Source records
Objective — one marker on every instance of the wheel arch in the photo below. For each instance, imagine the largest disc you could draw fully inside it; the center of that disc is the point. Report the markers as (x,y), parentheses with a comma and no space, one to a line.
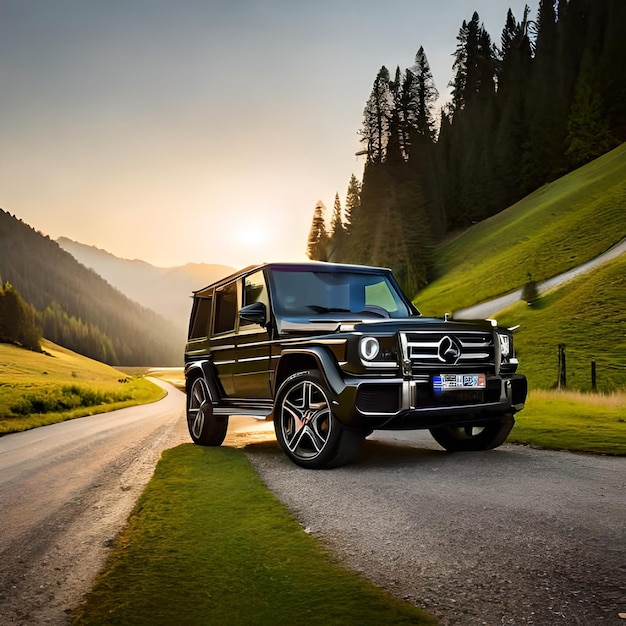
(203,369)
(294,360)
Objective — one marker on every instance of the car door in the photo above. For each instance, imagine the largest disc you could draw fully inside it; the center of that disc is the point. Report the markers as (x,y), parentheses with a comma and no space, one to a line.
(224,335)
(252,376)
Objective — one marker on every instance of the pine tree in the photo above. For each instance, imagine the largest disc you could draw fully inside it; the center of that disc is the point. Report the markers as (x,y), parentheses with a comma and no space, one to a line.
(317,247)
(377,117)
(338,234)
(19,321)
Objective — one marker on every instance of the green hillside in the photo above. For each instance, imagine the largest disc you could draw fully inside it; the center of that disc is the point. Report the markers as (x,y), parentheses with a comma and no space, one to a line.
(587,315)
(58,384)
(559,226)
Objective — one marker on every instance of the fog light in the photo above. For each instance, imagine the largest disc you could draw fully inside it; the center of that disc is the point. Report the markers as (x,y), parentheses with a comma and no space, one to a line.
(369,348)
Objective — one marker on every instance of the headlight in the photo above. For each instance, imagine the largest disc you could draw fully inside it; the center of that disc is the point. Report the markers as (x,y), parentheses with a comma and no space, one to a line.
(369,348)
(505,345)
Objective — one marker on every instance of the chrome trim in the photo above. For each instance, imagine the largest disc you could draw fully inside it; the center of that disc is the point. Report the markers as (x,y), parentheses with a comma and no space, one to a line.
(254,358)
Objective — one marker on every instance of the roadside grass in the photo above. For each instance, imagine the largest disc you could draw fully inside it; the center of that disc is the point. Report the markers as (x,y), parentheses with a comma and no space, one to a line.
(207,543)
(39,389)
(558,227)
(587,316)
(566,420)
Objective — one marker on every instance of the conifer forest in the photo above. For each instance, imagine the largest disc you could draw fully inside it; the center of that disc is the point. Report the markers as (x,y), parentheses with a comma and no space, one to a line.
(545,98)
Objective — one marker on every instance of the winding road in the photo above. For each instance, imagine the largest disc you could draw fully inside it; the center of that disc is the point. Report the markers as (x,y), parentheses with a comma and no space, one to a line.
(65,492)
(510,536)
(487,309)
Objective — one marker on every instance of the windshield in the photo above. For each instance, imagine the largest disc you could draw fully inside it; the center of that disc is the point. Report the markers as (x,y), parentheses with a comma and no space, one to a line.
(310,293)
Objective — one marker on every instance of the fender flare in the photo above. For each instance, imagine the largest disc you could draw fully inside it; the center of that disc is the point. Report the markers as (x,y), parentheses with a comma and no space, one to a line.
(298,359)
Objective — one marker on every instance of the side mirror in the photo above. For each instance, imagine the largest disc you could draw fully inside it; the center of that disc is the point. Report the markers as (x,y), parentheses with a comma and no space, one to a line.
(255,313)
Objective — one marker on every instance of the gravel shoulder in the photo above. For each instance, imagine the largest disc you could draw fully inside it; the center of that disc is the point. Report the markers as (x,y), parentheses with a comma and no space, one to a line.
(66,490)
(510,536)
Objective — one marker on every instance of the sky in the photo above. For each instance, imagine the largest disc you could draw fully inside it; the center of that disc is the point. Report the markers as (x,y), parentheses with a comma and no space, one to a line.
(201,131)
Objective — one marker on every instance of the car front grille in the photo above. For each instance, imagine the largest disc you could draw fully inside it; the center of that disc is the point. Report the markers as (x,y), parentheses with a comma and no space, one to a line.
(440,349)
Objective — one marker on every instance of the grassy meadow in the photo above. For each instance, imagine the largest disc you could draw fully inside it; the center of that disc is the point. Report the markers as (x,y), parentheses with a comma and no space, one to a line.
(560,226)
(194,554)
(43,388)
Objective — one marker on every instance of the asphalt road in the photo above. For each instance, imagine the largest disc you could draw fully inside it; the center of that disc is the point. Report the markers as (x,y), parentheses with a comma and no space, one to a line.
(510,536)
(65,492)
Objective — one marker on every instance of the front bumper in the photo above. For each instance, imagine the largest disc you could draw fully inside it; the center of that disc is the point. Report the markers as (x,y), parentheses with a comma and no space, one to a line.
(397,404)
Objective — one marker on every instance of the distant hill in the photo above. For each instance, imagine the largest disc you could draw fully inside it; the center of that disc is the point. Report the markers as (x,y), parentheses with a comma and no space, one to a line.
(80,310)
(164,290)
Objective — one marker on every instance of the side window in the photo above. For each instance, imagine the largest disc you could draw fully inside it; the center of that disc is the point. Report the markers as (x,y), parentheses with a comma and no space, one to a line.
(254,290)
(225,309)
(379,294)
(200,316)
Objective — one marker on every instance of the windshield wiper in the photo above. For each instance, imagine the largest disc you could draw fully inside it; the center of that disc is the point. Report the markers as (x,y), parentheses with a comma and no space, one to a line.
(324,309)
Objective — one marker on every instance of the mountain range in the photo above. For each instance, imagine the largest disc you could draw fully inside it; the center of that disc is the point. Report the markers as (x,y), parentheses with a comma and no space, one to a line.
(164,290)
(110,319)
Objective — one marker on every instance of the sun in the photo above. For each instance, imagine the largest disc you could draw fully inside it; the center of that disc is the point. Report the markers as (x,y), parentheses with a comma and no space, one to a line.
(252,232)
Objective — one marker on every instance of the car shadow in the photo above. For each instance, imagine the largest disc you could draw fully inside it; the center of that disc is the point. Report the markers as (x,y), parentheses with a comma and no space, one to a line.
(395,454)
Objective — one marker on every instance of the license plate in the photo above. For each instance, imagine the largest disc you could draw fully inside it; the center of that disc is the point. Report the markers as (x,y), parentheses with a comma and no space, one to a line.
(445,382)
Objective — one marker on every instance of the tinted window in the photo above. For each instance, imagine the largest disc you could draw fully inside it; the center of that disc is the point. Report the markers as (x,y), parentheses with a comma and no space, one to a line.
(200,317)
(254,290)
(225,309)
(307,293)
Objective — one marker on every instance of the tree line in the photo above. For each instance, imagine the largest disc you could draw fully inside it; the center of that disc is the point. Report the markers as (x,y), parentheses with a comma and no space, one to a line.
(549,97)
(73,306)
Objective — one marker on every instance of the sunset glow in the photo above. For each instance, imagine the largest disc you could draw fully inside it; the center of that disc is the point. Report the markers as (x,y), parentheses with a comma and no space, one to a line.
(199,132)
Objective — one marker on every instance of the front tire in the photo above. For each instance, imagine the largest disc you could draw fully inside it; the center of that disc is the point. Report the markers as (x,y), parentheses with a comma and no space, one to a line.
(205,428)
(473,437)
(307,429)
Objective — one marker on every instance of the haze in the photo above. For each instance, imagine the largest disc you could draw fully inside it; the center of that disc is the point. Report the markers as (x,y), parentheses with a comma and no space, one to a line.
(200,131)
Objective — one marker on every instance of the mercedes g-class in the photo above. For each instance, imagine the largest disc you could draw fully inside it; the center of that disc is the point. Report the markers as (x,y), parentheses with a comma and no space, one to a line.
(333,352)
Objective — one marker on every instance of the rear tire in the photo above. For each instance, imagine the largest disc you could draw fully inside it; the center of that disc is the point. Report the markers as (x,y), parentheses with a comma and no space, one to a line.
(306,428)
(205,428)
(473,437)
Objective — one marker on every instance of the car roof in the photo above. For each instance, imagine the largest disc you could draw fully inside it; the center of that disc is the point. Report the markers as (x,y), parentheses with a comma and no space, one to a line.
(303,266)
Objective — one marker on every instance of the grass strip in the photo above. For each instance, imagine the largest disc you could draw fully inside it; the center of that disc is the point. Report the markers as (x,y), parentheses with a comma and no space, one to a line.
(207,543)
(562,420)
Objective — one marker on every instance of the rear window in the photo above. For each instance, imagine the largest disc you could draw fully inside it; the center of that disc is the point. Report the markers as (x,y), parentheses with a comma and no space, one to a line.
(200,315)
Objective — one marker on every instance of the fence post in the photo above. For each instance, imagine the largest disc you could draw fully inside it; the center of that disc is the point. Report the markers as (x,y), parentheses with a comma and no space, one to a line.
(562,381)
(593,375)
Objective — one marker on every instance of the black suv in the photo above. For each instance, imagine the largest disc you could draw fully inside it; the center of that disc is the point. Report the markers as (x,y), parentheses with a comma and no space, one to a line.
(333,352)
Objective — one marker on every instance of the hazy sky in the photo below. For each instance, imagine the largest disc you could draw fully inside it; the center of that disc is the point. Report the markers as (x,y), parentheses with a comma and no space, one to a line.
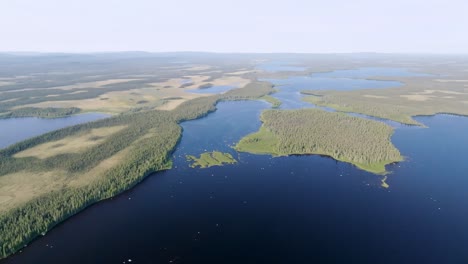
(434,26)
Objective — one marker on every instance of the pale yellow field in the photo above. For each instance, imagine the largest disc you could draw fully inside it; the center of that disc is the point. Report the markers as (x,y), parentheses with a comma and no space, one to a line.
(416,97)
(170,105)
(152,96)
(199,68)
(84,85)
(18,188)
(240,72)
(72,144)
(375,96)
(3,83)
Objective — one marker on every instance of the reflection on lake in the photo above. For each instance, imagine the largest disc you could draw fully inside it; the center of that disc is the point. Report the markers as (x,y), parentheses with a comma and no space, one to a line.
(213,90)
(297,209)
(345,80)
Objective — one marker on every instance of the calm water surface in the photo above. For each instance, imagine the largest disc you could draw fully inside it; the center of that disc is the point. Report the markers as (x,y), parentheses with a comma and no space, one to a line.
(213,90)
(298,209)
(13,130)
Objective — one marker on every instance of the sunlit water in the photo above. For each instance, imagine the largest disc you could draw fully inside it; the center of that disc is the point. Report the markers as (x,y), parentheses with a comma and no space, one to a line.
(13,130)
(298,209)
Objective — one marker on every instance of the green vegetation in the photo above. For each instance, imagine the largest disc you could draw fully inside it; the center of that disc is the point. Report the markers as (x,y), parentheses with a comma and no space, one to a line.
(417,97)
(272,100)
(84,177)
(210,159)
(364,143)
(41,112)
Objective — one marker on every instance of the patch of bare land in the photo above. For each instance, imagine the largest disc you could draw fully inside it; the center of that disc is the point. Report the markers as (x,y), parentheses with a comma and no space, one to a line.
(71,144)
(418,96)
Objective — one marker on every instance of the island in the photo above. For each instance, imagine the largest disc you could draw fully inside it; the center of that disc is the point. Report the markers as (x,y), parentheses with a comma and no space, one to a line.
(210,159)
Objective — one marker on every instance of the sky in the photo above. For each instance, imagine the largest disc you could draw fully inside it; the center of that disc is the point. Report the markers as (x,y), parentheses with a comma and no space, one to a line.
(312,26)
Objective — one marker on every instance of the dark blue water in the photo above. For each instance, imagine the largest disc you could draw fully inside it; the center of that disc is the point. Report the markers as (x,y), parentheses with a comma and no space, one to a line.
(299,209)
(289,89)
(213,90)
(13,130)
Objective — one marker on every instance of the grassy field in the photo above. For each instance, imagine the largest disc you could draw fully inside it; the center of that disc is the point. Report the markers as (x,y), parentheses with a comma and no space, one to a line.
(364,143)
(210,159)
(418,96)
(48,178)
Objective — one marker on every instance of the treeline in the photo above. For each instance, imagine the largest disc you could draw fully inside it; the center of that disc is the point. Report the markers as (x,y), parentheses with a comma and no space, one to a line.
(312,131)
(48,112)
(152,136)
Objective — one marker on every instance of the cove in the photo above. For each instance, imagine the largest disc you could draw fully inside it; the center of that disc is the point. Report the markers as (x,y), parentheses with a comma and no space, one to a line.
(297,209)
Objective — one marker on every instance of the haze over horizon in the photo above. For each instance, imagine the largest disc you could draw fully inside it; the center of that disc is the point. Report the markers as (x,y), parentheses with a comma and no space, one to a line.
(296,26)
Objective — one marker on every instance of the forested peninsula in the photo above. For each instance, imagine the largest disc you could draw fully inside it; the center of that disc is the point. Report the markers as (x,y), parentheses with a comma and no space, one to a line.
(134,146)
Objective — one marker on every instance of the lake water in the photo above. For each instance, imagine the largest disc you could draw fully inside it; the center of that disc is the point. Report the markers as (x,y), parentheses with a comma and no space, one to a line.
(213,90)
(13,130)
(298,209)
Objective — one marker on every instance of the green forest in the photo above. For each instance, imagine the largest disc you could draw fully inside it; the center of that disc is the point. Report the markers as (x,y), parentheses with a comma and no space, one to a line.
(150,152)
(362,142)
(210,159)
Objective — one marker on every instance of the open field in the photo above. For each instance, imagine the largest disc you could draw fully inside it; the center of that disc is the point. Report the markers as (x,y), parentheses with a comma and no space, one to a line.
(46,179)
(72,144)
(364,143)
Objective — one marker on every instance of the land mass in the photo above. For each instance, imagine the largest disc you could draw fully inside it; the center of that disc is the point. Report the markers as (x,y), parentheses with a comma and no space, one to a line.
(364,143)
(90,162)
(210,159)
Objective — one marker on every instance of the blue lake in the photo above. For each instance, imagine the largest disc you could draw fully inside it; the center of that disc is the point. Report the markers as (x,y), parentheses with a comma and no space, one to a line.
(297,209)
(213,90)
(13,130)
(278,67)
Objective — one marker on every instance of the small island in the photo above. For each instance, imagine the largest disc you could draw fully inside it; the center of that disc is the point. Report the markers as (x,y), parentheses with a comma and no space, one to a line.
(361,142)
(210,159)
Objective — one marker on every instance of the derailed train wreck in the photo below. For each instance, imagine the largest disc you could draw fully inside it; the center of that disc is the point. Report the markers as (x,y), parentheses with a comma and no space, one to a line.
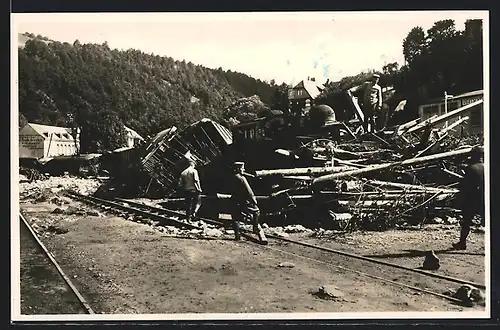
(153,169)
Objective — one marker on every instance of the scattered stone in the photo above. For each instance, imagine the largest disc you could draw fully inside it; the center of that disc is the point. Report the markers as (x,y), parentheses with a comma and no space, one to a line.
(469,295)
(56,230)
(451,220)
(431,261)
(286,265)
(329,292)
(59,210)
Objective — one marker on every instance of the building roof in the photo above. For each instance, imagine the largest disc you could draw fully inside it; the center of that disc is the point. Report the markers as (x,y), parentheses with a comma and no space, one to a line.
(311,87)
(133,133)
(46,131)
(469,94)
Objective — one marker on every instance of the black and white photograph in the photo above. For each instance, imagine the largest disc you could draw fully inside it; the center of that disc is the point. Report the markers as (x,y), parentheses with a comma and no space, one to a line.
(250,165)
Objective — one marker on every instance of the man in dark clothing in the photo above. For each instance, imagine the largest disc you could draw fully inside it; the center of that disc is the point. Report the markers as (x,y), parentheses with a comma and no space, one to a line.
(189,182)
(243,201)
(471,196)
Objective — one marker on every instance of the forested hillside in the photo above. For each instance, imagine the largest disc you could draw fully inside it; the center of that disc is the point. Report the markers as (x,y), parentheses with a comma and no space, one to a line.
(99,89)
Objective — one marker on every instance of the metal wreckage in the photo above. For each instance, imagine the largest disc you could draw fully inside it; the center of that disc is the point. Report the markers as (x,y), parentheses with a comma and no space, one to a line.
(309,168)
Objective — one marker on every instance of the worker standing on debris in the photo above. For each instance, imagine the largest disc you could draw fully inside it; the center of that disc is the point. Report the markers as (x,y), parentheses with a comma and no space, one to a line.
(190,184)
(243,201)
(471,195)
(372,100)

▸ YOUR INSTRUCTIONS:
Exactly and only the lines from the one containing "Objective — one marker on every instance of the building" through the end of the material are to be reproduced, both ends included.

▸ SOLUTION TO THIS PROBLEM:
Objective — one marker on every instance of the building roof in the photo above. For each instance, imagine the largest disc you could draw fully inside it; the center of that disc is the point. Report the markers as (x,y), parentheses with a comma and no space, one to a line.
(311,87)
(133,133)
(46,131)
(469,94)
Objective — one marker on every instance of the black and white photograph in the photo above. For each instance, imagine the largest disc you could draw fully inside it; the center of that disc is the point. Report the markers as (x,y), parentheses with a comma and no space, one to a line.
(250,165)
Objective — one marker on every instance of the man in dark clothing in the photo above. For each instance, imagine the largest disc you could draw fully inside it; the center of that disc is the point. Report the markers as (x,y), parentheses with a comma and no space, one to a line.
(189,182)
(243,201)
(471,196)
Objective — one marker on every instance of the forested hillside in the photo above. For each instance, imagine the largest disc you could draw fully inside it; the center of that disc is the point. Report the markers as (x,y), parentheses with a comma and no space, one to a line.
(99,89)
Objective — one marker on every instance of the metal wreckage in the photo above. For each instance, imagine the largest disc you could draw fully inside it; the center of that disc is the point. Report the markers as (x,y), parentheses with a comma and no space, one to a line.
(309,168)
Objective — one marker on every instance of the worker standing on debris in the photo above. For each instance, imagine the largest disc you could draw fully inside it; the center of that disc is the point. Report the markers as (x,y), parentheses with a comma and no space, one to a line.
(190,184)
(243,201)
(471,195)
(372,100)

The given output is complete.